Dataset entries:
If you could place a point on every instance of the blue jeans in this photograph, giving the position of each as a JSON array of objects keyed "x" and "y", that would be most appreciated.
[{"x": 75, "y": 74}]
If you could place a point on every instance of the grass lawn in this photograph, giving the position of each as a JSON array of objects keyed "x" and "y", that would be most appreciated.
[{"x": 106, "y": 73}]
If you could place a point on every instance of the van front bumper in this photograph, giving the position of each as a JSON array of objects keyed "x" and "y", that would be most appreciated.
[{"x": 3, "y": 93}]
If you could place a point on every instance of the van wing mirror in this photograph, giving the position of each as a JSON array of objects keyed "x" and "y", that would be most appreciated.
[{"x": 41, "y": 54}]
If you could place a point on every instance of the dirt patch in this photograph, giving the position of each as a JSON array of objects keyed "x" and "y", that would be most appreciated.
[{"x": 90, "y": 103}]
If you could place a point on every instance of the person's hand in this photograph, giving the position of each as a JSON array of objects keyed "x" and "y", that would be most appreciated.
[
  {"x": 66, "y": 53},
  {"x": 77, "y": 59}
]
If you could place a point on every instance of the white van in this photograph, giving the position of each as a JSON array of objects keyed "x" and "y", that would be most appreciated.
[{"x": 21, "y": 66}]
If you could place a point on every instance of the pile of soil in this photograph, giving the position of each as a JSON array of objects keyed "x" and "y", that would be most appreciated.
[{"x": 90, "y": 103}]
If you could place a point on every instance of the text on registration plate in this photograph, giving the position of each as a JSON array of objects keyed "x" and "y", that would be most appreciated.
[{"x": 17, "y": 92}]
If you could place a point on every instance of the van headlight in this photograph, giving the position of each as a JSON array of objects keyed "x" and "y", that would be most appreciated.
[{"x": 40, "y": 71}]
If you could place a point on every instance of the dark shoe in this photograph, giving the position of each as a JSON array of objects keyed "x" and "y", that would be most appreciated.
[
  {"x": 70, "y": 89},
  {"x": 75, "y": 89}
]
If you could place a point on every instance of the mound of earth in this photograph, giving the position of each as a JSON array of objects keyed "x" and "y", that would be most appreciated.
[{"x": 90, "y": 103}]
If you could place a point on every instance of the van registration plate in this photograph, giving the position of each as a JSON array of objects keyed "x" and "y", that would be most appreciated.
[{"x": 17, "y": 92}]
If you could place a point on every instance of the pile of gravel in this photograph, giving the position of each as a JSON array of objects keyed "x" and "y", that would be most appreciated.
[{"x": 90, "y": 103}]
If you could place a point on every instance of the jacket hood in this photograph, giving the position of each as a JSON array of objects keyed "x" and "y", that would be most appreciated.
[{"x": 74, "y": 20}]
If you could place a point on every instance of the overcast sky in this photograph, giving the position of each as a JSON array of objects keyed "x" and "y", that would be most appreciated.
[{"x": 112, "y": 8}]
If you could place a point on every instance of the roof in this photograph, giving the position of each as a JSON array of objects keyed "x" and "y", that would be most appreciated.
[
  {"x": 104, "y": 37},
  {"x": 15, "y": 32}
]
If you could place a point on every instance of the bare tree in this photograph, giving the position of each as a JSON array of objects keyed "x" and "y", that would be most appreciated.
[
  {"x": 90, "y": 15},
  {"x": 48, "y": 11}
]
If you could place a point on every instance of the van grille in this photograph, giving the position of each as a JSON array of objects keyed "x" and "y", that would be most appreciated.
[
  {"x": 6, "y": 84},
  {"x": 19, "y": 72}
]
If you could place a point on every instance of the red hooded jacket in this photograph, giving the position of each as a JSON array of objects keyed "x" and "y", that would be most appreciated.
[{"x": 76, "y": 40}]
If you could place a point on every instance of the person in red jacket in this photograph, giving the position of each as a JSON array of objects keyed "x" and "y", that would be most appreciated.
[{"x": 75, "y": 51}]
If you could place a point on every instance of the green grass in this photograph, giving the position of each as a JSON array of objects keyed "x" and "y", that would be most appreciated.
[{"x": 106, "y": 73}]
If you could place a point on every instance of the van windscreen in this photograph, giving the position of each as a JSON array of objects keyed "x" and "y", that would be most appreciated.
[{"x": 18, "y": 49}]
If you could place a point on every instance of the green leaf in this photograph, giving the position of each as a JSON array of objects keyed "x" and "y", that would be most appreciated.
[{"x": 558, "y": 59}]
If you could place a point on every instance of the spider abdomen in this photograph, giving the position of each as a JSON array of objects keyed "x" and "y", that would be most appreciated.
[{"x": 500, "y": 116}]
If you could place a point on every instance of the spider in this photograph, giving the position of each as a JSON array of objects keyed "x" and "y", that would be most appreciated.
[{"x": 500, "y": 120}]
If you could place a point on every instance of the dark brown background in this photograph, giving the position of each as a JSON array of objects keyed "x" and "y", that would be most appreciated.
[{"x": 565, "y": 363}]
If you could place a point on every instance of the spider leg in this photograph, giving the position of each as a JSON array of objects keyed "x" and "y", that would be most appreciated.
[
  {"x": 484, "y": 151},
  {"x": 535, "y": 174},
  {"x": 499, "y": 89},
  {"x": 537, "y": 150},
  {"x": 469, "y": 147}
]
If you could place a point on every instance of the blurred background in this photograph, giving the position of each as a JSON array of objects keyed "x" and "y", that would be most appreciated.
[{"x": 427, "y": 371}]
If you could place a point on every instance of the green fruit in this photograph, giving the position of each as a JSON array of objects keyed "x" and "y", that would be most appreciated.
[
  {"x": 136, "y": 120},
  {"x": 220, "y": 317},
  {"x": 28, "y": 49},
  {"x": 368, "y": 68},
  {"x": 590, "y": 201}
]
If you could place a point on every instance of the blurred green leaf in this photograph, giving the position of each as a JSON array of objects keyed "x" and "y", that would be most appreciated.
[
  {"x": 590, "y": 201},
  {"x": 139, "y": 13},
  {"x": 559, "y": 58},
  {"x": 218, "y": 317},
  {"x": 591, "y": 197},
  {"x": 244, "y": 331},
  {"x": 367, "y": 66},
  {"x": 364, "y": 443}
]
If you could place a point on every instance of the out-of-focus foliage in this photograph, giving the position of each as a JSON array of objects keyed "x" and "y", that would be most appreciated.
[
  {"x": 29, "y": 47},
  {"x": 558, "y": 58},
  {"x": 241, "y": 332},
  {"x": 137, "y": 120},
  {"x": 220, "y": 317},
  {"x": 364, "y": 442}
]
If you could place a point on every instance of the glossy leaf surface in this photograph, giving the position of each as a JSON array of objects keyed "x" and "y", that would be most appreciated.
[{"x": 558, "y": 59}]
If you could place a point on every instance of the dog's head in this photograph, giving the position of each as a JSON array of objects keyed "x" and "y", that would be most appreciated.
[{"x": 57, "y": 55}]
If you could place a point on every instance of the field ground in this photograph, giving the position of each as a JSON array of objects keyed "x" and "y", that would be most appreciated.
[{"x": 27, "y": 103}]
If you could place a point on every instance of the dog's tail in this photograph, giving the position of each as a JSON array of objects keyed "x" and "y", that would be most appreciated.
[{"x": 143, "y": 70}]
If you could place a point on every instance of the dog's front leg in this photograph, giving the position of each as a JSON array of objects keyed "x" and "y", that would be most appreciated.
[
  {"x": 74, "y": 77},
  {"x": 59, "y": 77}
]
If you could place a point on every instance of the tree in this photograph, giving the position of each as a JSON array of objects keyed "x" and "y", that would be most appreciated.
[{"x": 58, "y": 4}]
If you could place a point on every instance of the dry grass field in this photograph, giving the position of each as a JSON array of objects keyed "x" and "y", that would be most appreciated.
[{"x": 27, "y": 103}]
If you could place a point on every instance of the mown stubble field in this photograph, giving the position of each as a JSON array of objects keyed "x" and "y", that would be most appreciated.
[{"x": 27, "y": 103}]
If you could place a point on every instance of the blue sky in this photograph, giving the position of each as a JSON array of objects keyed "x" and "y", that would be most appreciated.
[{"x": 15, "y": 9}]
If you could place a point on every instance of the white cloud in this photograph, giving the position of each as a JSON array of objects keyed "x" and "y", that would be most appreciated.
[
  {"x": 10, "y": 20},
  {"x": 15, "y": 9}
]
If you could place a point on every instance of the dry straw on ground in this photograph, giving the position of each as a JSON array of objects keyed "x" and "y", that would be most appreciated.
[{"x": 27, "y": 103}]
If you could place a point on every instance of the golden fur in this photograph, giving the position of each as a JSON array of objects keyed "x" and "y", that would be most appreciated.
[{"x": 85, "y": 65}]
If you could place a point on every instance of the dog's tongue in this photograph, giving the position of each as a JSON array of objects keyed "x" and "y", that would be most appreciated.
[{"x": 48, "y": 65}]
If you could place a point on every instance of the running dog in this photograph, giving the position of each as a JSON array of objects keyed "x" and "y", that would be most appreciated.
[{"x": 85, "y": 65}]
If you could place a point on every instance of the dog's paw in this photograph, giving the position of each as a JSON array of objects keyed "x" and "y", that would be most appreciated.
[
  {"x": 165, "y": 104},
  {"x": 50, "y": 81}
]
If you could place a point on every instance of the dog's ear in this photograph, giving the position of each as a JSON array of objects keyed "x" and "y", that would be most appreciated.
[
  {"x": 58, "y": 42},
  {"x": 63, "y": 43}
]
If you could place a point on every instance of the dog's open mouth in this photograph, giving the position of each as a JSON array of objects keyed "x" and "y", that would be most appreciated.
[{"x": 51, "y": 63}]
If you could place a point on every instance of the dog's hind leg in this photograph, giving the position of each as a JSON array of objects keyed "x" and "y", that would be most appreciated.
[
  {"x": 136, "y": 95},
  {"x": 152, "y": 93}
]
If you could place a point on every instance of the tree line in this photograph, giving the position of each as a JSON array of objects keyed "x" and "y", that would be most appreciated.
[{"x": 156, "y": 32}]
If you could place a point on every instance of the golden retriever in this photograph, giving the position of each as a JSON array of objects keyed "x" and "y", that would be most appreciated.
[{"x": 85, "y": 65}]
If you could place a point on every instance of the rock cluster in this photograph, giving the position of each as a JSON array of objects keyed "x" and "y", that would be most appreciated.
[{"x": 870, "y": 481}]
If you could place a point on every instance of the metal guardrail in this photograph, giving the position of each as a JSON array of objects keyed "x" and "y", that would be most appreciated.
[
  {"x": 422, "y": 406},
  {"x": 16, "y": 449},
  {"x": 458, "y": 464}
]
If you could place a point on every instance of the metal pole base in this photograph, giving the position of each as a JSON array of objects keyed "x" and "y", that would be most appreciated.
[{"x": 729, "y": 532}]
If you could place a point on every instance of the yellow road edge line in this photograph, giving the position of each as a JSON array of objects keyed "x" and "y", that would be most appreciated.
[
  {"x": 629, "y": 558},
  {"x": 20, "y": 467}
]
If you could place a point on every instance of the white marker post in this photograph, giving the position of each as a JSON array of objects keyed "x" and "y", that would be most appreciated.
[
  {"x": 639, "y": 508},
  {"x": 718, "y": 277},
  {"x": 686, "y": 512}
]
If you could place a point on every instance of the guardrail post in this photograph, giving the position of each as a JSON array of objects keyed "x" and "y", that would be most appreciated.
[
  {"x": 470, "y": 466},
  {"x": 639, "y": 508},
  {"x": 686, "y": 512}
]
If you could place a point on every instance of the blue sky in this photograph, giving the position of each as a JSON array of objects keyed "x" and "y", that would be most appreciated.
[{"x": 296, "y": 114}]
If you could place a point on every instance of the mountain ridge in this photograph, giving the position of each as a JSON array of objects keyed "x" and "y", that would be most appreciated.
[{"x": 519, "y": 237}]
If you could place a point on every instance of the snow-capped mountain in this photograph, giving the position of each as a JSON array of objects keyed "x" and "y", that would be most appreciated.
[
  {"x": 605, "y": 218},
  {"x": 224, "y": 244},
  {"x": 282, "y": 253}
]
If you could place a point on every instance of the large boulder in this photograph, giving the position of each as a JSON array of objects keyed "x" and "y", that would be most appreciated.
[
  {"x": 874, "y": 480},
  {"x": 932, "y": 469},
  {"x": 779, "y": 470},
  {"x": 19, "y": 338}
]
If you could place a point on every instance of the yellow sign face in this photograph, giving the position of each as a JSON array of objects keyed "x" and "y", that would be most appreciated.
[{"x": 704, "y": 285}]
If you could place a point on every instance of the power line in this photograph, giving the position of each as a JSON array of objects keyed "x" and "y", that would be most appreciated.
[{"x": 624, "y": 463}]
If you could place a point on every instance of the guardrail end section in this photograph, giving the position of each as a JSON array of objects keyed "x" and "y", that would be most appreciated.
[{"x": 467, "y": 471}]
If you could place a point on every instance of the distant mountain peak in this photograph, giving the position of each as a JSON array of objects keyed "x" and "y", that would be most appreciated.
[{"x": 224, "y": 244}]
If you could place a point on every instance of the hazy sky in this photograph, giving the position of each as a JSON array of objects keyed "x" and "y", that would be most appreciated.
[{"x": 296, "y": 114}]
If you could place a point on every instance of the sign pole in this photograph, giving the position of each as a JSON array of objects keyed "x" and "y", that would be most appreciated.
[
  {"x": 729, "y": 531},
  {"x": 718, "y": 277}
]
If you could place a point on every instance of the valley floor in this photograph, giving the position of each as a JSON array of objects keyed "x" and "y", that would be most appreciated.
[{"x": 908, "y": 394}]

_What is asked_
Write out, without a single change, the entries from the line containing "of the power" through the last line of the entries, including both of those lines.

_The solution_
If you could place a point on every instance of the power line in this photograph, giving the position of each as a JSON array of objects keyed "x" and "y", that would be most appreciated.
[{"x": 624, "y": 463}]
If you could place a point on every instance of the guardrail end section in this photograph, giving the position of each as a JSON array of objects keyed "x" and "y", that would be most appreciated.
[{"x": 467, "y": 471}]
If you could place a point on every instance of the distant mountain peak in this photograph, giving the position of each as a JSON array of objects keyed "x" and "y", that would be most appreciated.
[{"x": 224, "y": 244}]
If you could place a point on every instance of the hazy sky in this photograph, giving the position of each as a JSON array of objects keyed "x" and "y", that would be most appreciated.
[{"x": 296, "y": 114}]
If you could place a point on every instance of the sign pole in this photograph, giving the position of each as a JSON array of objects keyed "x" and "y", that would be most appreciated.
[
  {"x": 729, "y": 531},
  {"x": 718, "y": 277}
]
If you could place a point on every instance of the valley floor in this photograph, giving the position of each as a JSON array of objects keyed "x" and "y", that would be most appreciated.
[{"x": 908, "y": 394}]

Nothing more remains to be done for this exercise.